Trascrivi dall'articolo sulla legge contro l'omotransfobia il passo compreso tra "Nelle ultime settimane" e "giuridica e promozione.", estremi inclusi.

Estratto del documento |
++++++++++

Italia: una legge contro l’omofobia e la transfobia

Arriva un testo contro chi discrimina in base all’orientamento sessuale. Non senza polemiche

Nelle ultime settimane di luglio è stata discussa in Parlamento una proposta di legge che molti movimenti per i diritti della comunità Lgbtqi in Italia stavano aspettando da tempo: un provvedimento legislativo per punire episodi di violenze con la discriminante di genere e orientamento sessuale, e per punire ogni forma di omotransfobia. Per una riflessione sulla legge e su eventuali episodi di discriminazioni o violenze che si possano essere verificati durante il lockdown di Covid-19, abbiamo raggiunto telefonicamente Vincenzo Miri, da poco più di un mese il nuovo presidente della Rete Lenford, che dal 2007 mette insieme decine di avvocati che si battono in sedi giudiziarie contro la discriminazione per orientamento sessuale e identità di genere con attività di prevenzione, tutela giuridica e promozione. 

 

Qual è il vostro contributo in termini di advocacy al progetto di legge in votazione in Parlamento?

++++++++++

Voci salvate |
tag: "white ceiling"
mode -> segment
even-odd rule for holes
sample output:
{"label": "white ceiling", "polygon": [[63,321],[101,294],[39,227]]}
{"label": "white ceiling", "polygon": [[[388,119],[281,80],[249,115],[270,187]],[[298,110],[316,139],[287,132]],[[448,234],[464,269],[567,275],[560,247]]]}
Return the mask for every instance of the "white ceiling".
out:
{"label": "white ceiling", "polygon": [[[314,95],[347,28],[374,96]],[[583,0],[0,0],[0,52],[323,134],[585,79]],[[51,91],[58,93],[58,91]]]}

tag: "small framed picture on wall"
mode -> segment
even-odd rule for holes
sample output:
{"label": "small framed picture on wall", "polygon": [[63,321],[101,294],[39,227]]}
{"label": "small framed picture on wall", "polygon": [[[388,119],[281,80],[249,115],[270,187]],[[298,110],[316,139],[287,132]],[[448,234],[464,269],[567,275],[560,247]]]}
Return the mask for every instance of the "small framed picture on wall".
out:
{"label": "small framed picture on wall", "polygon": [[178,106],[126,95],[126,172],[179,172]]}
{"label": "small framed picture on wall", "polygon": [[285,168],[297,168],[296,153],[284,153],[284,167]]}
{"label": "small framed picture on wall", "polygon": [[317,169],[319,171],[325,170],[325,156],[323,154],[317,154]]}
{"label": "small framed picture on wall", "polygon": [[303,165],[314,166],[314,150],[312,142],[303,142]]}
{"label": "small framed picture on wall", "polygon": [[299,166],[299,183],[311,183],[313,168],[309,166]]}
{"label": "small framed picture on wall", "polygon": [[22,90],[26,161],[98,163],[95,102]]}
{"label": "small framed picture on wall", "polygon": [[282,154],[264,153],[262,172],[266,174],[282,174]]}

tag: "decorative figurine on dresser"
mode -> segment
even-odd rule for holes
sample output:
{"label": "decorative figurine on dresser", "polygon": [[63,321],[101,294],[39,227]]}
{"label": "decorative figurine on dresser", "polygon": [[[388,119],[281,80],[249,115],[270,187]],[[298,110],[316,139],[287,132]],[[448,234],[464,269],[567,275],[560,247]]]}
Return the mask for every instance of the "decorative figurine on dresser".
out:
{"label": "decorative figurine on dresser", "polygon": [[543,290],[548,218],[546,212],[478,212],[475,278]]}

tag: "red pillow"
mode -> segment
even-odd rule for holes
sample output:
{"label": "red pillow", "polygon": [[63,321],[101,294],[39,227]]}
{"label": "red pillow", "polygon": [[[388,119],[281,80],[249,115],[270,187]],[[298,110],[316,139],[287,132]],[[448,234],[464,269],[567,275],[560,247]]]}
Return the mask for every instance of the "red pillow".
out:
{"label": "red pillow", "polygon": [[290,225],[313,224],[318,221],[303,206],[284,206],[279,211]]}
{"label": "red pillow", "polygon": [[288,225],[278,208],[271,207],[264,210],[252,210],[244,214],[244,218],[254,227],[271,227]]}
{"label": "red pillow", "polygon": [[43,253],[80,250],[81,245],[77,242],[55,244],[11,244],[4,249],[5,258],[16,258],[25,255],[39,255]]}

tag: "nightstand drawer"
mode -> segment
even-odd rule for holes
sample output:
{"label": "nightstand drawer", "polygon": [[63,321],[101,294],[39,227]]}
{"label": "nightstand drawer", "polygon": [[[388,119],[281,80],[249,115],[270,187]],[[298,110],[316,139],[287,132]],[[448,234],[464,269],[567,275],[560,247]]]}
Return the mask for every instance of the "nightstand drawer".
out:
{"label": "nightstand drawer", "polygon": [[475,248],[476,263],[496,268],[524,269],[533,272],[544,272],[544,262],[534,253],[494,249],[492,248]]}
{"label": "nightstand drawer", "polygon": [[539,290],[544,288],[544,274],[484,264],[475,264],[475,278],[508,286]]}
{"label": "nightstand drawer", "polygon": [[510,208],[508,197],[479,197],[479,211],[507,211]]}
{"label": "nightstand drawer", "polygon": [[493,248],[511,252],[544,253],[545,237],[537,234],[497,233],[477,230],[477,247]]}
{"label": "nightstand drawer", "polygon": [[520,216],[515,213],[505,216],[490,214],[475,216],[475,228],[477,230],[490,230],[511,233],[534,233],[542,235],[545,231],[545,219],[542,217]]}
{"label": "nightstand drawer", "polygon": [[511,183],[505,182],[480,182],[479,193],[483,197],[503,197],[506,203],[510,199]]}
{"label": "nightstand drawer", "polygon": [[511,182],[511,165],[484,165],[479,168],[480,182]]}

++++++++++

Risposta |
Nelle ultime settimane di luglio è stata discussa in Parlamento una proposta di legge che molti movimenti per i diritti della comunità Lgbtqi in Italia stavano aspettando da tempo: un provvedimento legislativo per punire episodi di violenze con la discriminante di genere e orientamento sessuale, e per punire ogni forma di omotransfobia. Per una riflessione sulla legge e su eventuali episodi di discriminazioni o violenze che si possano essere verificati durante il lockdown di Covid-19, abbiamo raggiunto telefonicamente Vincenzo Miri, da poco più di un mese il nuovo presidente della Rete Lenford, che dal 2007 mette insieme decine di avvocati che si battono in sedi giudiziarie contro la discriminazione per orientamento sessuale e identità di genere con attività di prevenzione, tutela giuridica e promozione.